_THE PROBLEM_: Make an exact copy of every entry, from the first line to the last.

_MATERIAL SHOWN_:
--------

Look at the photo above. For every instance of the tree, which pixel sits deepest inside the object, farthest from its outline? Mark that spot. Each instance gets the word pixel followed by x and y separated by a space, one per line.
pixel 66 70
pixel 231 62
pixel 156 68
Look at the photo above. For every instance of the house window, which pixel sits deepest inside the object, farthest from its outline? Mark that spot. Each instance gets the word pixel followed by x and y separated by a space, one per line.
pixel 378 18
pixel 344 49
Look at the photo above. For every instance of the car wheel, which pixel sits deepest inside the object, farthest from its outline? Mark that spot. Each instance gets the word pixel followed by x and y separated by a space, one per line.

--------

_RESPONSE TO THIS TASK_:
Look at the photo above. For every instance of the tree, which pixel sits deepest inside the object, farthest from its outline? Mark that spot. Each instance gets the word pixel followed by x and y separated by a space, one per line.
pixel 66 70
pixel 231 62
pixel 156 68
Look at the photo above. For every instance of the house window, which pixel sits deepest inside the object, farthest from its outline? Mark that spot. Each instance gets the word pixel followed by x and y separated by a space, one per line.
pixel 378 18
pixel 344 49
Look at the photo above. For every instance of the car wheel, which pixel sits deepest inside the object, farthest from its outline? Mark that spot. Each instance gets the word pixel followed by x and y separated by a space, one per line.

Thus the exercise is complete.